■ SOURCE EXTRACT

══════

Studio album by Daddy Cool
- Released: December 1971
- Recorded: Armstrong's Studios, Melbourne
- Genre: Australian rock
- Label: Sparmac, Warner/Reprise, Wizard
- Producer: Robie Porter

Daddy Cool chronology
| Daddy Who? Daddy Cool (1971) | Sex, Dope, Rock'n'Roll: Teenage Heaven (1971) | Daddy Cool Live! The Last Drive-In Movie Show (1973) |

Singles from Sex, Dope, Rock'n'Roll: Teenage Heaven
- "Hi Honey Ho" Released: December 1971;

US Album Cover

= Sex, Dope, Rock'n'Roll: Teenage Heaven =

Sex, Dope, Rock'n'Roll: Teenage Heaven, released as simply Teenage Heaven in the US, is the second studio album by Australian rock band Daddy Cool, released in December 1971. It reached number 15 on the Kent Music Report, and contains the hit single "Hi Honey Ho". It was their last studio album for 34 years, until the release of their 2006 album, The New Cool.

The Australian release on Sparmac Records contains different tracks to the US release on Reprise Records five months later. The Australian release includes the six-minute version of "Hi Honey Ho", whereas on the US release the track is cut to three-and-a-half minutes. Other differences include the tracks "Sixty Minute Man" and "Make Your Stash", which are omitted from the American release and are replaced by "I'll Never Smile Again" and "Teenage Blues", respectively.

══════

■ EXERCISE 1
Extract every row that contains the string "wheel".
The album description and the rows come from separate, unrelated sources.

══════

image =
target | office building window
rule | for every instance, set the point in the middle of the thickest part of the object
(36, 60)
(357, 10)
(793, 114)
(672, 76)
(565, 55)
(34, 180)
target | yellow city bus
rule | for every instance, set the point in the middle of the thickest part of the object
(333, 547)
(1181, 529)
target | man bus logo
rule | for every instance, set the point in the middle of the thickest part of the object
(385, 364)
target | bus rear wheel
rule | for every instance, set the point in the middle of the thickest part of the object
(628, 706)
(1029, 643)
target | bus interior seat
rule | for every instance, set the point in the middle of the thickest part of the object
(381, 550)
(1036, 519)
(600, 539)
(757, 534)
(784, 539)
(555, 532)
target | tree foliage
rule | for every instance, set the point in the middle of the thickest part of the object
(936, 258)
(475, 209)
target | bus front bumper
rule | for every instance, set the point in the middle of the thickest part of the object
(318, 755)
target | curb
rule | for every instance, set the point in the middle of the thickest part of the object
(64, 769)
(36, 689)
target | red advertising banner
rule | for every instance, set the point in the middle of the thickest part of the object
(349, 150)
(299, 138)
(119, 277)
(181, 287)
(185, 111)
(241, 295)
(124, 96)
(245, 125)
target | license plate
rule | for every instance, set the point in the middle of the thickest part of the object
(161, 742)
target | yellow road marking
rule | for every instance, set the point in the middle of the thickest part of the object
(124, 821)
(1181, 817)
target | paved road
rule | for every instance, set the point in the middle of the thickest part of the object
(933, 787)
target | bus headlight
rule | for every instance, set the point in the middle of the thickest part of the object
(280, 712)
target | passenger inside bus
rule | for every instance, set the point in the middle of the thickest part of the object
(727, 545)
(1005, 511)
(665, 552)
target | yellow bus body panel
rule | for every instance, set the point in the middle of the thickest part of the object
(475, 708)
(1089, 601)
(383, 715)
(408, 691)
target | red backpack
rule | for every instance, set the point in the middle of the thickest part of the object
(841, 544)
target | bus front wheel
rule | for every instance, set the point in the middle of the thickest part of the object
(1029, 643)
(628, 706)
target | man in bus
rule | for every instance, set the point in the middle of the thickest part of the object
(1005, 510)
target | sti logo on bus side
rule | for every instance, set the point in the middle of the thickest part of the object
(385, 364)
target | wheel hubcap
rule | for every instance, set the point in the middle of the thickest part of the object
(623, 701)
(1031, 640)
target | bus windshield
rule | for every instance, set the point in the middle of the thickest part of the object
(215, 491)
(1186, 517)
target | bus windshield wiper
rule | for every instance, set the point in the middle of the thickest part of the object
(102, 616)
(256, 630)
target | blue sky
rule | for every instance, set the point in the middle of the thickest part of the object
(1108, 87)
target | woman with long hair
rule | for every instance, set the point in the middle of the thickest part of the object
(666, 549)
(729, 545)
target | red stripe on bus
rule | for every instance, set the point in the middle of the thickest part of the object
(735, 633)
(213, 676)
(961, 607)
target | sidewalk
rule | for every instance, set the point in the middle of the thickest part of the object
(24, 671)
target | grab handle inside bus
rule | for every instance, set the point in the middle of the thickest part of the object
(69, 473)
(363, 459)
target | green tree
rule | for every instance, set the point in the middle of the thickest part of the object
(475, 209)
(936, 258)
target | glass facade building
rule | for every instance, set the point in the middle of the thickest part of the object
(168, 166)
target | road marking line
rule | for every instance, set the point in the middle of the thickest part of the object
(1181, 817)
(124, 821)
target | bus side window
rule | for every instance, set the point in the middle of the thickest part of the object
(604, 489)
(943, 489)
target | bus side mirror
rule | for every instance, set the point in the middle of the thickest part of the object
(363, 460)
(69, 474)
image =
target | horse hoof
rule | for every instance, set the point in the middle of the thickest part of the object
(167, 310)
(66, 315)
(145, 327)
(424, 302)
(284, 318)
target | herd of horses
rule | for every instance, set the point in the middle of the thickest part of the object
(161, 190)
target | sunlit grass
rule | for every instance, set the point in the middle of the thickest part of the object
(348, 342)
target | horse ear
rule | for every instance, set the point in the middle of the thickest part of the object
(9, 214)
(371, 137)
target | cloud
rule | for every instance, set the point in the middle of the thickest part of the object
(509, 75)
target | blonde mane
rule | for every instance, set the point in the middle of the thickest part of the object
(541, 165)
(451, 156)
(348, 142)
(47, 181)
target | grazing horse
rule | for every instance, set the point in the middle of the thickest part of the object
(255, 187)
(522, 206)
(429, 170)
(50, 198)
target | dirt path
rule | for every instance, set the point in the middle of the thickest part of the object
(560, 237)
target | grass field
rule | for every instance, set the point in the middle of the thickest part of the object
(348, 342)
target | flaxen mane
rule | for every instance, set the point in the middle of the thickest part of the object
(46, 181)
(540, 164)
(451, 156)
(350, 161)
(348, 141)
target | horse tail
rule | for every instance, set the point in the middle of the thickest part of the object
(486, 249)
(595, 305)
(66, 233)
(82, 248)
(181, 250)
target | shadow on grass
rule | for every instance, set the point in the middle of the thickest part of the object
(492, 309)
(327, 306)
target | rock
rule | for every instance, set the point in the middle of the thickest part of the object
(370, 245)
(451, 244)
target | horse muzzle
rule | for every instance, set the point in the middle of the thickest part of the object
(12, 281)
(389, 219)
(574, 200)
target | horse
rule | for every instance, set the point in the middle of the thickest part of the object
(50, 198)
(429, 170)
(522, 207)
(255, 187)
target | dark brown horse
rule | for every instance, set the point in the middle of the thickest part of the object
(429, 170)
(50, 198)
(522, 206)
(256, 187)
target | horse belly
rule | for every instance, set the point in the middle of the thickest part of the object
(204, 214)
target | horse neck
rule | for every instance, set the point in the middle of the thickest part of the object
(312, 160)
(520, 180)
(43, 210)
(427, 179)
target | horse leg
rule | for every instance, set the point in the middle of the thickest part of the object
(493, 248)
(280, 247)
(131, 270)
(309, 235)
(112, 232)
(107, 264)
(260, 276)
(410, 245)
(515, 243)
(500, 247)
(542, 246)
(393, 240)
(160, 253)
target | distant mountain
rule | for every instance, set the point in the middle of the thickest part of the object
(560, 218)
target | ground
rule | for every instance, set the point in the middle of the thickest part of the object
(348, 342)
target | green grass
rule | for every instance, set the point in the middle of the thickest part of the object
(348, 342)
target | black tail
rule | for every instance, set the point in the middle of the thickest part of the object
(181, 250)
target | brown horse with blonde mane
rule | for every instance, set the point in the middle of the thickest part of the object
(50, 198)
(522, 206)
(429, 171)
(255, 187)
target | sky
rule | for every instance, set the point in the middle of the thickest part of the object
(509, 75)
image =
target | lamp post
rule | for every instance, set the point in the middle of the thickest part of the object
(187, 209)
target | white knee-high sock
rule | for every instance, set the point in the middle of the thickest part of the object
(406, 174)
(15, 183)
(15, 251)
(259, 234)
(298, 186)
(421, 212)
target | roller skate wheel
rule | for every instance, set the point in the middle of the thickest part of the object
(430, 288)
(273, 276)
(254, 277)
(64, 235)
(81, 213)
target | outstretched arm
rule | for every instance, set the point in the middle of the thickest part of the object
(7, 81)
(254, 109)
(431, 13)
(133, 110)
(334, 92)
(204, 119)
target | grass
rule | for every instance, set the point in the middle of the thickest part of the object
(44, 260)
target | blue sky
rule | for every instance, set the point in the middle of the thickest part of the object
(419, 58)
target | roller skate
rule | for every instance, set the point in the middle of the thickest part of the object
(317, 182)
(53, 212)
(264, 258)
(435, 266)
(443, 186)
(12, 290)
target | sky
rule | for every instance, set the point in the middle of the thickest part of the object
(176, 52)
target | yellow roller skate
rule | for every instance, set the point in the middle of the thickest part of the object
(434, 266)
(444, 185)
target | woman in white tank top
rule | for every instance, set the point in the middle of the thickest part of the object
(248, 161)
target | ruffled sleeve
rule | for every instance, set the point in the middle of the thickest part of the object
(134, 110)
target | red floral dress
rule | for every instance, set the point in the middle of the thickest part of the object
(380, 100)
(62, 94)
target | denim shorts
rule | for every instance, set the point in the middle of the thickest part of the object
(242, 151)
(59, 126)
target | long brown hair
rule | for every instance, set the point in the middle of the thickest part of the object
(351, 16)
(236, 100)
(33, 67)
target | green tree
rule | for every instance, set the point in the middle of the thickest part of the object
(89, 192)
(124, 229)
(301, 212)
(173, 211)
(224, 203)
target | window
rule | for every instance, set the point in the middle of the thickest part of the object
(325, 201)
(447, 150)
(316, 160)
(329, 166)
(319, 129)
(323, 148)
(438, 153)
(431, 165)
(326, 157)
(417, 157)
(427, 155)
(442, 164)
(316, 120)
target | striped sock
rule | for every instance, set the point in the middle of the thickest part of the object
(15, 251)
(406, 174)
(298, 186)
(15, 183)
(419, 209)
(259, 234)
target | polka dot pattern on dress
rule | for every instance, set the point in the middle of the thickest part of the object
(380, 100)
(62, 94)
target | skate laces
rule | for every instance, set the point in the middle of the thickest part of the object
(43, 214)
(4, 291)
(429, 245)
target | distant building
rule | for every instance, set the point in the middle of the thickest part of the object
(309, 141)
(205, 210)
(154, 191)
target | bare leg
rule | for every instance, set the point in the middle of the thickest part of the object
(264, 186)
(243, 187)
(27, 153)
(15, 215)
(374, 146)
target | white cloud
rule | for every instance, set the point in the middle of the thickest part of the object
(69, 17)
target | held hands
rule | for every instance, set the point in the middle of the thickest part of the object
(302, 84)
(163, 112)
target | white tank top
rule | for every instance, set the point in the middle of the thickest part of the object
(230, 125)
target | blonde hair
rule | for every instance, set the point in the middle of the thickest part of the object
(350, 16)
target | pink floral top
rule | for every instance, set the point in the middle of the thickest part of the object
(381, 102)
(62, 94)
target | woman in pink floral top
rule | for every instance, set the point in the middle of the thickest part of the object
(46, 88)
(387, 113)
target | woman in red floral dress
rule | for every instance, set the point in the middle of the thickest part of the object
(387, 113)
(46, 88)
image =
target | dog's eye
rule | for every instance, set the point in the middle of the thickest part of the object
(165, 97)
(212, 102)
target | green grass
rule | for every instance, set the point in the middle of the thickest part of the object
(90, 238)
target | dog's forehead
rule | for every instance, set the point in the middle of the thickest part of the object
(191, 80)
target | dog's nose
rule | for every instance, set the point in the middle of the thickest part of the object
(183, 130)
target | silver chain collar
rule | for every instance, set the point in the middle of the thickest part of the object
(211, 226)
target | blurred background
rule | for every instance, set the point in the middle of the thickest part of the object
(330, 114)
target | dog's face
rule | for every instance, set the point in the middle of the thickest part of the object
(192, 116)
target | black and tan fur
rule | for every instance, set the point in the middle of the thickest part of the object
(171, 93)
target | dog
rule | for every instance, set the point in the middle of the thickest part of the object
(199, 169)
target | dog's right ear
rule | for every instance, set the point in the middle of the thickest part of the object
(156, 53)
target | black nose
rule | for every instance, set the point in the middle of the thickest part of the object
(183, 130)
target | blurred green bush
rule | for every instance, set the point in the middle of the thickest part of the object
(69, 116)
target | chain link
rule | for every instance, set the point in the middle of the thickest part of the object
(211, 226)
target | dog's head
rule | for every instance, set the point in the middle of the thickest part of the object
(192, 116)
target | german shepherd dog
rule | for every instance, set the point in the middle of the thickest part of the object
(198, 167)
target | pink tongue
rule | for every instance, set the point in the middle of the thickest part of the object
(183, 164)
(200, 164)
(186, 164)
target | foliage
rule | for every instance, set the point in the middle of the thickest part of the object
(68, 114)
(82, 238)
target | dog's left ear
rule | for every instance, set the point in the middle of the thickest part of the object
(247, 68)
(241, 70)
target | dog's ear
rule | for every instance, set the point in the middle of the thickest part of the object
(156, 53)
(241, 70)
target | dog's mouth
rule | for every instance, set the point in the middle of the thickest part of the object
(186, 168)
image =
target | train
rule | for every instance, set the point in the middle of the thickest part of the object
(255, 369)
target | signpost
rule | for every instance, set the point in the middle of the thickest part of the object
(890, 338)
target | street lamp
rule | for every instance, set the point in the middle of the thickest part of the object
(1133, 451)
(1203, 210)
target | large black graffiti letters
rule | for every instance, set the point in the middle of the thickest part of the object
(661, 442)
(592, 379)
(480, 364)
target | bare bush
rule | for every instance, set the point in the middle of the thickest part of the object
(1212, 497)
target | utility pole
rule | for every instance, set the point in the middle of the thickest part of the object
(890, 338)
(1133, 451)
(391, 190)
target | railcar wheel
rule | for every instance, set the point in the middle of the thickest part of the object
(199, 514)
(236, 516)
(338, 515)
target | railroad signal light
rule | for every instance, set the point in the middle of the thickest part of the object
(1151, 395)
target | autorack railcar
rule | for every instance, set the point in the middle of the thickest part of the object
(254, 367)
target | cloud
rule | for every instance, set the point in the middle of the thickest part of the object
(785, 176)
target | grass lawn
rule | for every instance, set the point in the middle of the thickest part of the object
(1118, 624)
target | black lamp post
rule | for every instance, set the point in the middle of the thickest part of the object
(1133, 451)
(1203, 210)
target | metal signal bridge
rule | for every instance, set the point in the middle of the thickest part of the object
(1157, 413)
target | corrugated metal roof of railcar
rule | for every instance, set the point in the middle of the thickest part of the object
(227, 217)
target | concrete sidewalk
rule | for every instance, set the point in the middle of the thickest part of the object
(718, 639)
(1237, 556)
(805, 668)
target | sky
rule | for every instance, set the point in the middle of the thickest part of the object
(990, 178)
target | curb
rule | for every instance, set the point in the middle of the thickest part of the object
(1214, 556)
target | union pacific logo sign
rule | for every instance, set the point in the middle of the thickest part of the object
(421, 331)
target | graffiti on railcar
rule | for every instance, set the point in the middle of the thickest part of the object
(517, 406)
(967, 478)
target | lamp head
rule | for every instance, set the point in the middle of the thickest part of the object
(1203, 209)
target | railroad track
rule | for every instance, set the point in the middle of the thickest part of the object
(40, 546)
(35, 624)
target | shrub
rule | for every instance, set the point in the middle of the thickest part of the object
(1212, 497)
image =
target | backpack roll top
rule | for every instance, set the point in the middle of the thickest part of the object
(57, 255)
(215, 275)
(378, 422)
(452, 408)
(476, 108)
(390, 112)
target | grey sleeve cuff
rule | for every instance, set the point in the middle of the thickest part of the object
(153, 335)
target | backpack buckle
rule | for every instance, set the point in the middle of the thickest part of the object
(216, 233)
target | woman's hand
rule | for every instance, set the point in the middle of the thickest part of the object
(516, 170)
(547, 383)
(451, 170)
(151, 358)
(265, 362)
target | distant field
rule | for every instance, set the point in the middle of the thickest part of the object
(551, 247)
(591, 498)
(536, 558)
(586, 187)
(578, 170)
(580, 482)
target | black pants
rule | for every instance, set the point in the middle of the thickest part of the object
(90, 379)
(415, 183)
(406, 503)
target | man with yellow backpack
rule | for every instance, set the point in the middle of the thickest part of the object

══════

■ EXERCISE 2
Answer these questions from the album description:
(a) At which studio was the album recorded?
(b) What position did the album reach on the Kent Music Report?
(c) Which track takes the place of "Make Your Stash" on the US release?

■ WORKED ANSWER 1
target | bus rear wheel
target | bus front wheel
target | wheel hubcap
target | roller skate wheel
target | railcar wheel

■ WORKED ANSWER 2
(a) Armstrong's Studios, Melbourne
(b) Number 15
(c) "Teenage Blues"